═══ SOURCE TEXT

IAM, Marseille’s Original Hip Hop Collective

17 April, 2021

The original Marseille rap collective IAM.<

The original Marseille rap collective IAM.

Melissa Chemam

Who in France did not dance the “Mia” in 1994? The track on the second album of IAM’s Ombre est lumière made this collective of rappers and breakdancers from Marseille — absolute fans of New York rap — known throughout the country. If IAM remains little known to the English-speaking public, it nevertheless reflects the incredible journey of French rap, and the unexpected appearance of Marseille on the cultural map.

“Mia” was a dance explosion but also the chronicle of a city that until then had only made rare appearances on French television, almost always on the nightly news. The song invaded the French media space with a video clip directed by the filmmaker Michel Gondry, who worked at the time with the biggest stars of music, from Björk to Massive Attack.

“In the early 80’s, I remember the parties / Where the atmosphere was hot and the guys would come in / Stan Smith on their feet, looking cold,” rapper Akhenaton, whose real name is Philippe Fragione, intones: “They scanned the room with the three-quarter leather rolled around their arm,” all over a sample of George Benson’s “Give Me the Night”, released in 1980, slowed down and covered with hip-hop pulses.  

“This song eludes all known musical references,” wrote Jean-Marie Jacono in the popular music magazine Volume! in 2004. “It’s neither a typical rap song nor a dance song, even if it evokes the parties of the Marseille nightclubs of the 1980s.” 

It propelled the rap group — still a relatively underground genre in France in 1993/94 — to the forefront – a first for a group from Marseille. “‘Je danse le mia’ was revenge, not only for Marseille, but for the whole of France on Paris,” says music journalist Rebecca Manzoni, of the national radio station France Inter.

But the way was long before leading to this small jewel of French rap…
 

The origins: a sound exploration from the Planet Mars 

To understand this unexpected path, we have to go back to 1985, when the young Philippe Fragione and Eric Mazel join the team of “Vibrationn”, a program created by Philippe Subrini on Radio Sprint. They formed a first group in 1986 called Lively Crew, very inspired by New York rap, which included five members called Akhenaton, DJ Kheops, Nasty Mister Bollocks, MCP One and Studio.

They gave their first concert in March 1986 in the 7th district of Marseille, in a festival of reggae upon the invitation of Massilia Sound System, a group of Occitan expression founded in 1984. The following year, Akhenaton and Kheops left to spend the summer in New York, where they hunted for records. The sounds that inspired them were those of Kool G Rap, Rakim, Big Daddy Kane, Wutang Clan, Run DMC.

Back in Marseille, Akhenaton and Kheops join Shurik ‘n and Kephren of the group B-Boy Stance and in 1988 take the name IAM, acronym of Imperial Asiatic Man. The group was inspired by Asian and Egyptian mythology and popular cinema. Two other members joined them in 1989: Imhotep and Freeman. All of them, except one, have taken the names of pharaohs: Akhenaton, Cheops, Imhotep and Kephren.

The group toured France, then recorded a first album entitled De La Planète Mars, which was released in March 1991. IAM claimed its Marseille heritage and considered it a “full-scale attack from the planet Mars.” The album went gold a few years after its release.

They also add North African rhythms and instruments.

══════

§ PROBLEM SET:
1. List the artists whose sounds the IAM article says inspired Akhenaton and Kheops.
2. Rewrite the passage of the IAM article between "The origins: a" and "One and Studio.", inclusive, replacing "Lively Crew" with "Lively Posse".
Rely only on the IAM article above for your answers.

═══ INFORMATION PROVIDED

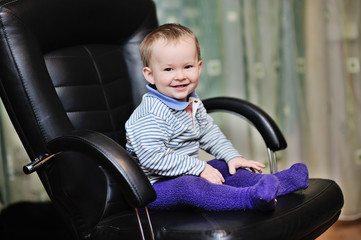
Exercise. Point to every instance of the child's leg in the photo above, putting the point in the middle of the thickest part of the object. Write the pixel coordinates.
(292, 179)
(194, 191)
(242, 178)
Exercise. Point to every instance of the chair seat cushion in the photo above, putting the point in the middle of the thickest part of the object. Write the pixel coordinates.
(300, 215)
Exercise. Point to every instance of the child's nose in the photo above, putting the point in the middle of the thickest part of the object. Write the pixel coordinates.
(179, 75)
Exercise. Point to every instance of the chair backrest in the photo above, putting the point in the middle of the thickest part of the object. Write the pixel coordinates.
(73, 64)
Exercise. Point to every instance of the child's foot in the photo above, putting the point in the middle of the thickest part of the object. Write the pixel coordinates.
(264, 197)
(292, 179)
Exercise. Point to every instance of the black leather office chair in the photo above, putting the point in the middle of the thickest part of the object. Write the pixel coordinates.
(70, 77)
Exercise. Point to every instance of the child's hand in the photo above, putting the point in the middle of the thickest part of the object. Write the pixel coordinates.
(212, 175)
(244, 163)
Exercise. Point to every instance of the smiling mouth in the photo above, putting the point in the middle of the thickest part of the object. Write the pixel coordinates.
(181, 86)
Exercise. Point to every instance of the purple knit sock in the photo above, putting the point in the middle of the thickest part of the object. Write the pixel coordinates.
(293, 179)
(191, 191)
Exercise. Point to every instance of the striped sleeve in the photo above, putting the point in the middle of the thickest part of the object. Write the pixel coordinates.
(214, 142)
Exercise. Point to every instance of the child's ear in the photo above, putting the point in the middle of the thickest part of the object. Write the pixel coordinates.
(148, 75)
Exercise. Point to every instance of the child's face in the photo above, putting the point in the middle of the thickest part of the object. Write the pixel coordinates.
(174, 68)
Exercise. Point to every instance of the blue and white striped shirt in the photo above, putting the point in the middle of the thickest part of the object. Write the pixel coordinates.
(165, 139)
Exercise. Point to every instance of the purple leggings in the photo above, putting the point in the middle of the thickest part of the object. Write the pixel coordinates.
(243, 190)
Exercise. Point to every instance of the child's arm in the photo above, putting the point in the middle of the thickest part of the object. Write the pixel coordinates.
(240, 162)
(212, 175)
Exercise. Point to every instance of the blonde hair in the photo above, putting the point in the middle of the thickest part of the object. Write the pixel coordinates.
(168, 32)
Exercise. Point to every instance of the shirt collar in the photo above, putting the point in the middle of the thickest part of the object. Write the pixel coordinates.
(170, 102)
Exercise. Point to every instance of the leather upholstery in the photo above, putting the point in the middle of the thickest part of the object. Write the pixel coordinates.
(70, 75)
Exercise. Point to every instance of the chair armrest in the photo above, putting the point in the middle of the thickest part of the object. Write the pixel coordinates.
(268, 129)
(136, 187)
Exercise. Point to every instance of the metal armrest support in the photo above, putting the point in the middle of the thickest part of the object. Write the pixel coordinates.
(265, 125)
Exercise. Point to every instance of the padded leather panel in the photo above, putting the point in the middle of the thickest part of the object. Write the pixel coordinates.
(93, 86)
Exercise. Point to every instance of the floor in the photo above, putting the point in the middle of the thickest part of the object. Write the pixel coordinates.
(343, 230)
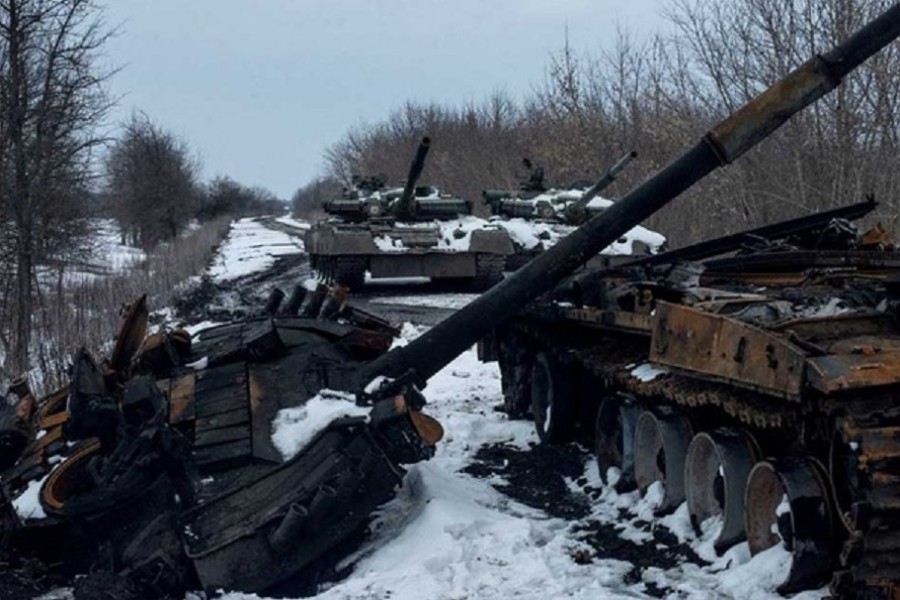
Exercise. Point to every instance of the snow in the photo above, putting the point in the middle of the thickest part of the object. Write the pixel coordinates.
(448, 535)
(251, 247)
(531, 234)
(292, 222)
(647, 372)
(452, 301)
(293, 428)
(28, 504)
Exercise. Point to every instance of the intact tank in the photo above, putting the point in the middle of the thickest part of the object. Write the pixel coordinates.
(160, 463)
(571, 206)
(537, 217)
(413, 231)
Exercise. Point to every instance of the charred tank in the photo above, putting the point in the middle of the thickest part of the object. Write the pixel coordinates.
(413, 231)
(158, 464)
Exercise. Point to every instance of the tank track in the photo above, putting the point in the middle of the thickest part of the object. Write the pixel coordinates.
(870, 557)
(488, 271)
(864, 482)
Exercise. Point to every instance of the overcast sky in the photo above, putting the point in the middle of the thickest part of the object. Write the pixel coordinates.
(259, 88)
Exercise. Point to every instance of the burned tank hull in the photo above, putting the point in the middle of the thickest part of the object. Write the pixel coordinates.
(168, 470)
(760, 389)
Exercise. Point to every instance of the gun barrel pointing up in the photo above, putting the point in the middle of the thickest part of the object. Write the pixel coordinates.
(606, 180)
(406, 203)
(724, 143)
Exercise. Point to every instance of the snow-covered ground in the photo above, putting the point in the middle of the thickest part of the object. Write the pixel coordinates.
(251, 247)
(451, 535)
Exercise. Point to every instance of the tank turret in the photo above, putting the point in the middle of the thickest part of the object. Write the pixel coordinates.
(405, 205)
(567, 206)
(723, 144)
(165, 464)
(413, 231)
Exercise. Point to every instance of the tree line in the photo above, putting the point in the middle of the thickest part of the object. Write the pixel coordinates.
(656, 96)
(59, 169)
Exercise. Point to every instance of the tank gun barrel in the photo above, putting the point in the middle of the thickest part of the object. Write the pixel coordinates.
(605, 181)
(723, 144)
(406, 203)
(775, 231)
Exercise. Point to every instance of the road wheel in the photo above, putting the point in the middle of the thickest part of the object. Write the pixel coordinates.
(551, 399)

══════

§ RESPONSES FOR EACH TASK:
1. Kool G Rap, Rakim, Big Daddy Kane, Wutang Clan, Run DMC

2.
The origins: a sound exploration from the Planet Mars 

To understand this unexpected path, we have to go back to 1985, when the young Philippe Fragione and Eric Mazel join the team of “Vibrationn”, a program created by Philippe Subrini on Radio Sprint. They formed a first group in 1986 called Lively Posse, very inspired by New York rap, which included five members called Akhenaton, DJ Kheops, Nasty Mister Bollocks, MCP One and Studio.